(Given records)
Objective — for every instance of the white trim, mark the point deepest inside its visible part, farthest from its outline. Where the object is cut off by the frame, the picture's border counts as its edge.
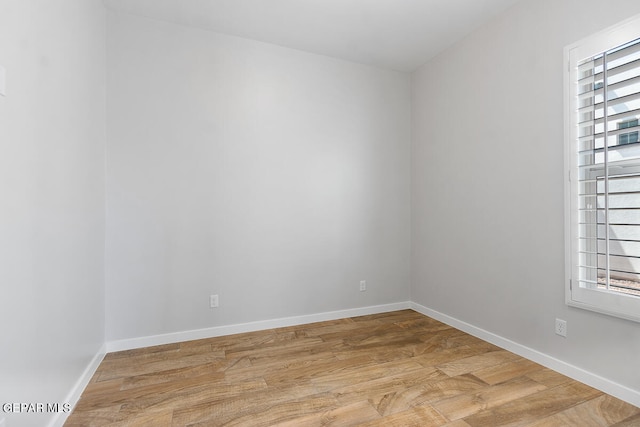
(607, 386)
(76, 391)
(216, 331)
(610, 303)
(End Given records)
Assignment »
Pictures stay out; copy every entry above exactly.

Answer »
Objective — for every instance of the white trim, mark the point deepest inside its visible part, farthest from its outline. Where the object is cut off by the frame, the picture's border counts as its edge.
(607, 386)
(76, 391)
(216, 331)
(610, 303)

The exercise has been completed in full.